• Exercise instructions
The answer must restate every entry exactly as it appears.
[[ Data excerpts open ]]
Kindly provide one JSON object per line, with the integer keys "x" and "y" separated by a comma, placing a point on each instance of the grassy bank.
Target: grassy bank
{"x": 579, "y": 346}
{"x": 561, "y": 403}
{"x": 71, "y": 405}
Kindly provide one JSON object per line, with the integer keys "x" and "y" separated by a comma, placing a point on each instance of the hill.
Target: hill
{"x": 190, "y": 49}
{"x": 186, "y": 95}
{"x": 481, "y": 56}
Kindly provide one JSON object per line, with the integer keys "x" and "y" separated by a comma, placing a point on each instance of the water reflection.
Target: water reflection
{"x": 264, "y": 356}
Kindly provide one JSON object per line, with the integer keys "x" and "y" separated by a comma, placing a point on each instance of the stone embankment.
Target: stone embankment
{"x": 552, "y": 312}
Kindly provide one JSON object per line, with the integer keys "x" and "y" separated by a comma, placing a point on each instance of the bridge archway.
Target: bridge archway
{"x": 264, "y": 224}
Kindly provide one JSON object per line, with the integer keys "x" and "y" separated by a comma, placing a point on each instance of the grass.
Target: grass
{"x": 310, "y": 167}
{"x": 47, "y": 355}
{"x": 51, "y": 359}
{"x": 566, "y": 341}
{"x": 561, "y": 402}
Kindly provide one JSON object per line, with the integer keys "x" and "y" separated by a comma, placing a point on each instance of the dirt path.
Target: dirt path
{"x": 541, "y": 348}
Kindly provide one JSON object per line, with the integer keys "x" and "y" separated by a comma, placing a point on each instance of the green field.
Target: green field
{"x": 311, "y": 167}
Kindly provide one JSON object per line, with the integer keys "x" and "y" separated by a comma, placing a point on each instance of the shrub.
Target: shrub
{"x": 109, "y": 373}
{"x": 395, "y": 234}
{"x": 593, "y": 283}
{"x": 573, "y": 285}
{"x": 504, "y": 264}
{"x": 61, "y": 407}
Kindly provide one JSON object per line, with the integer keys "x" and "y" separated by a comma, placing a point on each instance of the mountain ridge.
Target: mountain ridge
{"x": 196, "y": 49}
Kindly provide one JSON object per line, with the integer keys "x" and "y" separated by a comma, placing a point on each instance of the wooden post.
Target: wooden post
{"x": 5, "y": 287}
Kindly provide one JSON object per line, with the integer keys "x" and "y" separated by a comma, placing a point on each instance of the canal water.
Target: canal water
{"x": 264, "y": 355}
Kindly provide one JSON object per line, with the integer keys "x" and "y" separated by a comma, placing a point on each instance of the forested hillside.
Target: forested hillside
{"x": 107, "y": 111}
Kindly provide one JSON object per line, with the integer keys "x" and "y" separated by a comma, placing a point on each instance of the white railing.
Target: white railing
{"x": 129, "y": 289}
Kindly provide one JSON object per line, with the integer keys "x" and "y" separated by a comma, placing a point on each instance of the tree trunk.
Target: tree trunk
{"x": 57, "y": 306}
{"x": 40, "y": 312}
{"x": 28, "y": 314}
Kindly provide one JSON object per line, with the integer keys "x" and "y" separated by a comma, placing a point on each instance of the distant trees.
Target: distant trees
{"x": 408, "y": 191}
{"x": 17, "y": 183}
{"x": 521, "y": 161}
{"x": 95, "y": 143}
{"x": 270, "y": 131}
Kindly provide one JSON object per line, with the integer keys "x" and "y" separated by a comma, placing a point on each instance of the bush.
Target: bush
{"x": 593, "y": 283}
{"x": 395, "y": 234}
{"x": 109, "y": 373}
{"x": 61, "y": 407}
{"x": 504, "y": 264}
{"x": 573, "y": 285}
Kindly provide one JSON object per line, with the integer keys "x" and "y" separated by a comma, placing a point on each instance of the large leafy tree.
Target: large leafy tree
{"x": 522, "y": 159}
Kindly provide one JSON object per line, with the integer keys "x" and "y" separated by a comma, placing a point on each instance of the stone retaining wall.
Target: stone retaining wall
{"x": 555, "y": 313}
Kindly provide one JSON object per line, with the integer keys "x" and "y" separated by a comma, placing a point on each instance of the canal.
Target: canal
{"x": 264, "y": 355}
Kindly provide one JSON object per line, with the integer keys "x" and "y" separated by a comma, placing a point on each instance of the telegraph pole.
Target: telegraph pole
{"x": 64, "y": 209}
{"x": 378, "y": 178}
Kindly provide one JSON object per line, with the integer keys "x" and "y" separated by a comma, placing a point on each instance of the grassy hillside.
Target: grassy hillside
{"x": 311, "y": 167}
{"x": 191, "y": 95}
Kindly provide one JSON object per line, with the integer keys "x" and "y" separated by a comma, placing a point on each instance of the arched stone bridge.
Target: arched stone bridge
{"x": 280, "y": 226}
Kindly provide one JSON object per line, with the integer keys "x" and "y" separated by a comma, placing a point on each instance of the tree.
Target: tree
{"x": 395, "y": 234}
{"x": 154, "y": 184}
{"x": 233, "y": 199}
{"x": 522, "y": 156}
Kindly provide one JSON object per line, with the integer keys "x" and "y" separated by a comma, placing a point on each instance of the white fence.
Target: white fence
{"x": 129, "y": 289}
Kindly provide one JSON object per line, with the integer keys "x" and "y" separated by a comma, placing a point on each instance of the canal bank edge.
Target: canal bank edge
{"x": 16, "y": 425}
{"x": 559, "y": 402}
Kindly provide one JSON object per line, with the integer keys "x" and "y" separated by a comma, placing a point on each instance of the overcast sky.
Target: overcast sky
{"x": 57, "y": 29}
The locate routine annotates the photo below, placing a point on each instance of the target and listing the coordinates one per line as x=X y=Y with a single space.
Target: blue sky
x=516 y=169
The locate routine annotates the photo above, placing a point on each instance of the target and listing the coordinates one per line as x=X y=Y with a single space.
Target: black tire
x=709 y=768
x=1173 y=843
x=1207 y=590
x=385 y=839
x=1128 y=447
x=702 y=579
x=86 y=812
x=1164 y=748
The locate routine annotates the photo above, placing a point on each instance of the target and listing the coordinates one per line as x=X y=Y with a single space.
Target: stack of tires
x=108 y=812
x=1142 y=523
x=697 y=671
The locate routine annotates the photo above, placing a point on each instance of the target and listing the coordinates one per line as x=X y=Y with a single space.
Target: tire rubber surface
[[ Data excerpts closed ]]
• Response to this exercise
Kindly provide one JSON object per line, with the integer keys "x" and "y" separated by a comma, placing a point on each instance of the grassy bank.
Target: grassy bank
{"x": 579, "y": 346}
{"x": 561, "y": 403}
{"x": 71, "y": 405}
Kindly provide one JSON object per line, with the integer keys "x" and "y" separated by a comma, placing a point on each instance of the hill.
Target: hill
{"x": 190, "y": 49}
{"x": 186, "y": 95}
{"x": 481, "y": 56}
Kindly provide one JSON object per line, with the integer keys "x" and "y" separated by a comma, placing a point on each instance of the water reflection.
Target: water reflection
{"x": 264, "y": 356}
Kindly provide one JSON object per line, with the integer keys "x" and "y" separated by a comma, placing a point on each instance of the stone embankment.
Target: stone embankment
{"x": 552, "y": 312}
Kindly provide one JSON object per line, with the integer keys "x" and "y" separated by a comma, placing a point on each instance of the bridge archway.
Target: bridge archway
{"x": 264, "y": 224}
Kindly provide one JSON object per line, with the integer keys "x" and "y" separated by a comma, placing a point on each instance of the grass.
Target: grass
{"x": 310, "y": 167}
{"x": 47, "y": 355}
{"x": 51, "y": 359}
{"x": 566, "y": 341}
{"x": 561, "y": 402}
Kindly provide one JSON object per line, with the integer keys "x" and "y" separated by a comma, placing a point on each instance of the dirt path.
Target: dirt path
{"x": 541, "y": 348}
Kindly provide one JSON object per line, with the integer keys "x" and "y" separated by a comma, placing a point on each instance of the green field.
Target: green field
{"x": 311, "y": 167}
Kindly provide one JSON object per line, with the integer keys "x" and "y" separated by a comma, placing a point on each instance of the shrub.
Target: shrub
{"x": 109, "y": 373}
{"x": 395, "y": 234}
{"x": 593, "y": 283}
{"x": 573, "y": 285}
{"x": 504, "y": 264}
{"x": 61, "y": 407}
Kindly provide one JSON object per line, with the integer keys "x" and "y" separated by a comma, placing a point on each instance of the mountain ridge.
Target: mountain ridge
{"x": 196, "y": 49}
Kindly provide one JSON object per line, with the integer keys "x" and "y" separated by a comma, placing a point on each instance of the wooden post.
Target: wooden post
{"x": 5, "y": 287}
Kindly provide one JSON object per line, with the integer keys "x" and "y" separated by a comma, placing a point on each instance of the canal water.
Target: canal water
{"x": 264, "y": 355}
Kindly provide one JSON object per line, with the integer keys "x" and "y" separated by a comma, placing a point on each instance of the forested hillside.
Target: forested hillside
{"x": 107, "y": 111}
Kindly provide one JSON object per line, with the integer keys "x" and "y" separated by a comma, placing a point on each instance of the white railing.
Target: white railing
{"x": 129, "y": 289}
Kindly provide one JSON object per line, with the integer keys "x" and "y" separated by a comma, placing a point on each instance of the tree trunk.
Target: tree trunk
{"x": 57, "y": 306}
{"x": 40, "y": 312}
{"x": 28, "y": 314}
Kindly provide one JSON object per line, with the integer keys "x" and "y" separated by a comma, placing a point on each instance of the distant trees.
Target: distant trees
{"x": 408, "y": 191}
{"x": 17, "y": 183}
{"x": 521, "y": 161}
{"x": 95, "y": 143}
{"x": 270, "y": 131}
Kindly provide one JSON object per line, with the integer keys "x" and "y" separated by a comma, placing a point on each instance of the bush.
Target: bush
{"x": 593, "y": 283}
{"x": 395, "y": 234}
{"x": 109, "y": 373}
{"x": 61, "y": 407}
{"x": 504, "y": 264}
{"x": 573, "y": 285}
Kindly provide one JSON object per line, with the integer keys "x" and "y" separated by a comma, placing a point on each instance of the large leafy tree.
Target: large leafy tree
{"x": 522, "y": 159}
Kindly provide one JSON object per line, with the integer keys "x" and "y" separated by a comma, placing a point on each instance of the stone retaining wall.
Target: stone retaining wall
{"x": 555, "y": 313}
Kindly provide one JSON object per line, with the integer keys "x" and "y" separated by a comma, placing a point on each instance of the canal.
Target: canal
{"x": 264, "y": 355}
Kindly provide one JSON object per line, with the integer keys "x" and "y" separated by a comma, placing a point on each instance of the telegraph pole.
Target: telegraph pole
{"x": 64, "y": 209}
{"x": 378, "y": 178}
Kindly provide one JSON object per line, with the integer keys "x" and "y" separated by a comma, placing a point on each instance of the grassy hillside.
Target: grassy hillside
{"x": 311, "y": 167}
{"x": 191, "y": 95}
Kindly provide one JSON object per line, with the integer keys "x" and "y" separated by a comma, placing a point on each instance of the arched stone bridge.
Target: arched stone bridge
{"x": 280, "y": 226}
Kindly provide one JSON object per line, with the integer keys "x" and "y" separated by a comma, placing a point on each instance of the tree.
Target: tree
{"x": 395, "y": 234}
{"x": 154, "y": 184}
{"x": 233, "y": 199}
{"x": 522, "y": 156}
Kindly provide one JSON object per line, with the integer keys "x" and "y" separated by a comma, placing a point on each instance of the white fence.
Target: white fence
{"x": 129, "y": 289}
Kindly provide one JSON object per line, with the integer keys "x" and "y" separated by a comma, placing a point on each instance of the canal bank edge.
Target: canal bank edge
{"x": 16, "y": 425}
{"x": 559, "y": 402}
Kindly provide one JSON object per line, with the integer keys "x" and "y" separated by a comma, placing a point on each instance of the overcast sky.
Target: overcast sky
{"x": 57, "y": 29}
The locate routine annotates the photo below, placing a point on each instance of the target and listing the coordinates one per line as x=X y=Y with a single space.
Target: blue sky
x=516 y=169
The locate routine annotates the photo above, placing a point on each instance of the target and listing the coordinates one per line as x=X y=Y with a single space.
Target: black tire
x=709 y=768
x=1173 y=843
x=1207 y=590
x=385 y=839
x=1128 y=447
x=702 y=579
x=86 y=812
x=1164 y=748
The locate routine annotates the photo above, placing a point on each instance of the target and listing the coordinates one per line as x=X y=Y with a single space.
Target: stack of tires
x=108 y=812
x=1142 y=523
x=697 y=671
The locate routine annotates the photo above, placing a point on each instance of the target and listing the coordinates one per line as x=X y=Y with a single space.
Target: tire rubber surface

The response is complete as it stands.